• INSTRUCTIONS FOR THE TASK
Name every parish that the text about the village of North Hill in Cornwall gives as bordering North Hill parish.

• PAGE EXCERPT
Village in Cornwall, England

North Hill (Bre Gledh) is a village and civil parish in Cornwall, England, United Kingdom. The village is situated on the east side of the River Lynher approximately six miles (10 km) southwest of Launceston.

North Hill is a large rural parish on the eastern flank of Bodmin Moor bisected northwest to southeast by the River Lynher. It is bounded in the north by Lewannick parish, on the east by Lezant and Linkinhorne parishes, on the south by St Cleer and on the west by Altarnun. Settlements include the church town of North Hill and Coad's Green, Bathpool, Congdon's Shop, Kingbeare, Middlewood, Illand or Yeiland, and Trebartha. The Trebartha estate is one of four farms mentioned in Domesday Book

Trewortha Farm, a children's outdoor education venue, incorporates a reconstruction of a Bronze Age settlement as well as a medieval village of the same name. The medieval village was excavated by the Rev. Sabine Baring-Gould.

North Hill ecclesiastical parish is in the Deanery and Hundred of East. The parish church is dedicated to St Torney whose Holy Well is situated by the River Lynher. The church has a chancel (restored in the 19th century), nave, and north and south aisles. The granite ashlar tower has three stages, is buttressed topped with battlements. The belfry contains six bells. There were also Wesleyan Methodist chapels at North Hill, Coads Green, and Bathpool and Bible Christian chapels at Middlewood and Congdon's Shop.

• PROVIDED RECORDS
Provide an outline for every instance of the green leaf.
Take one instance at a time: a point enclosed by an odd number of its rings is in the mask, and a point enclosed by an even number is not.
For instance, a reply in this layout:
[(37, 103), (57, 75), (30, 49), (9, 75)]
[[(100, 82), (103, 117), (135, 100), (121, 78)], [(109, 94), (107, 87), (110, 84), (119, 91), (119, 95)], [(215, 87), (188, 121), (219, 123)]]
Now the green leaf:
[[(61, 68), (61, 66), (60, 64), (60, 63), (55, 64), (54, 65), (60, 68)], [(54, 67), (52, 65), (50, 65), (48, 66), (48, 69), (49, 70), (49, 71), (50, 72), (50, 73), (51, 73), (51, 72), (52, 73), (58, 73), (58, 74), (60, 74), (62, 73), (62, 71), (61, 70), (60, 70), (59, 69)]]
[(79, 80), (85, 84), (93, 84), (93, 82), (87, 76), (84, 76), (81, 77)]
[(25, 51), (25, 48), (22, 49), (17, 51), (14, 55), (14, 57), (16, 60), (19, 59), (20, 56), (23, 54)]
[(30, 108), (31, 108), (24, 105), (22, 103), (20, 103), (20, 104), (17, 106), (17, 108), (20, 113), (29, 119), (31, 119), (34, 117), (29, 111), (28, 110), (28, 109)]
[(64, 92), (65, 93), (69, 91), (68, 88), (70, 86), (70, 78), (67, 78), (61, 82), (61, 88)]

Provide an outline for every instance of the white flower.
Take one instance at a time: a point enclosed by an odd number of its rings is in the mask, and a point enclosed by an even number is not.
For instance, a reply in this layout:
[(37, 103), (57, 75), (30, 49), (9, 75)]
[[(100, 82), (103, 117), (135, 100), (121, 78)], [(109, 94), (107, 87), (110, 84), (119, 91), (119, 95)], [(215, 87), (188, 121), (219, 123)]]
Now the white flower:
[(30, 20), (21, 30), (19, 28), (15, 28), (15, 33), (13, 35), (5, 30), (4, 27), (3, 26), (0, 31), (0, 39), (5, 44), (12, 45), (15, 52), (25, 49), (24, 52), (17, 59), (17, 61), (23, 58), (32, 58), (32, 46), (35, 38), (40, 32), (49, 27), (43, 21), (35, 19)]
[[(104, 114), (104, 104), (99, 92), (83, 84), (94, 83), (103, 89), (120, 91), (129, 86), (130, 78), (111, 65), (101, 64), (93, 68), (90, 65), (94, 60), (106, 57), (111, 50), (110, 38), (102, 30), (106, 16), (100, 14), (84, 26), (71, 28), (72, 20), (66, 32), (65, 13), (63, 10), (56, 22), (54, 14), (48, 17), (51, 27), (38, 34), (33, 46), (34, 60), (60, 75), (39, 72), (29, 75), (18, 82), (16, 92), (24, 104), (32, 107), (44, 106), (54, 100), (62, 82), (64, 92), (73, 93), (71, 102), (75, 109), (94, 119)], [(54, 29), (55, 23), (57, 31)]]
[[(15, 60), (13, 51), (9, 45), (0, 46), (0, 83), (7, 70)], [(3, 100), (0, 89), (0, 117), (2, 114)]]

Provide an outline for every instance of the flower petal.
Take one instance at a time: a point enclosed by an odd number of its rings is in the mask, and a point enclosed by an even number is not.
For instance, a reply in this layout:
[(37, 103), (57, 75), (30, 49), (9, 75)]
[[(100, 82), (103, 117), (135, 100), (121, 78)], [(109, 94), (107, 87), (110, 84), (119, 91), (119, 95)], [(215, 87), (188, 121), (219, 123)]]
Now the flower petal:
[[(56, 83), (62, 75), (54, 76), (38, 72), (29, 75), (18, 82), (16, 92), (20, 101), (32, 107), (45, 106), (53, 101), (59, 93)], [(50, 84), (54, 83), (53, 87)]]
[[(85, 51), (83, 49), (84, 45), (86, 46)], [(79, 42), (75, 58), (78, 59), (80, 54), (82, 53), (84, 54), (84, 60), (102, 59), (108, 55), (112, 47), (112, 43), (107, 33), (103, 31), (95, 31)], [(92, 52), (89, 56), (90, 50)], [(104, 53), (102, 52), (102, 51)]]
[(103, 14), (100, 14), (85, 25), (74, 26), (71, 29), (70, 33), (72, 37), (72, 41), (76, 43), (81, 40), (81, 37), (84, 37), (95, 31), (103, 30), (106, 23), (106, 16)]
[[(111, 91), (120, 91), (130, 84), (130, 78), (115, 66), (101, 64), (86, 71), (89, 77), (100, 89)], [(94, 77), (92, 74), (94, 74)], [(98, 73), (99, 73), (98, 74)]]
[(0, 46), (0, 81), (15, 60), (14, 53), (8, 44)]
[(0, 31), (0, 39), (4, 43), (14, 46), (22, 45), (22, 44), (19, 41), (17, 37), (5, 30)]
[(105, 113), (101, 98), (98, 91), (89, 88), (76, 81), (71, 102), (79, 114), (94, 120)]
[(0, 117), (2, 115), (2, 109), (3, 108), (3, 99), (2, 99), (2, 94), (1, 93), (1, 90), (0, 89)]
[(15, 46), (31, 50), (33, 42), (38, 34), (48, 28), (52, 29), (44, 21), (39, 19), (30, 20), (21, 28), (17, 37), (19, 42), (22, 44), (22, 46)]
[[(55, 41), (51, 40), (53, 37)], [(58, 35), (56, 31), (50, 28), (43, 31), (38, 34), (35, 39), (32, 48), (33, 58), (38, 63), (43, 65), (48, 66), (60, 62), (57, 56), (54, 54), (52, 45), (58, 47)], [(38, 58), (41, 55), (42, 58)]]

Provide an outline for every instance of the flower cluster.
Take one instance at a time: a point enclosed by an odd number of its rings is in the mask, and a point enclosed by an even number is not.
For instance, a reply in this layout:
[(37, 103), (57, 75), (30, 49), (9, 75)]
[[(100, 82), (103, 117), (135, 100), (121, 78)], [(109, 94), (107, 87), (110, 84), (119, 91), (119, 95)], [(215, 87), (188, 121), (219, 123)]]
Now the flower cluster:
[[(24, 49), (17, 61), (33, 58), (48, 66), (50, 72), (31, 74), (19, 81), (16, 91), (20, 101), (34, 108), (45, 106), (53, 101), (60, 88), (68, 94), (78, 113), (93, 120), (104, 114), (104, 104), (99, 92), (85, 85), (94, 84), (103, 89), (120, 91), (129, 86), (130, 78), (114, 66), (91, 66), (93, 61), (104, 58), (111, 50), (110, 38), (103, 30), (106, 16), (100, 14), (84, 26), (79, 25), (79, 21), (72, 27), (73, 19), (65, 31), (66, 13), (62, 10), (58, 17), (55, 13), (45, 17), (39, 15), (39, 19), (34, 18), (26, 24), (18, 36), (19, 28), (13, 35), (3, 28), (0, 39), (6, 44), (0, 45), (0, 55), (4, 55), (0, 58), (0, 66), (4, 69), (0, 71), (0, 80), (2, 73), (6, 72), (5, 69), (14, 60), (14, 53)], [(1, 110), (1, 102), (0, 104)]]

• RESPONSE TO THE EXERCISE
Lewannick, Lezant, Linkinhorne, St Cleer, Altarnun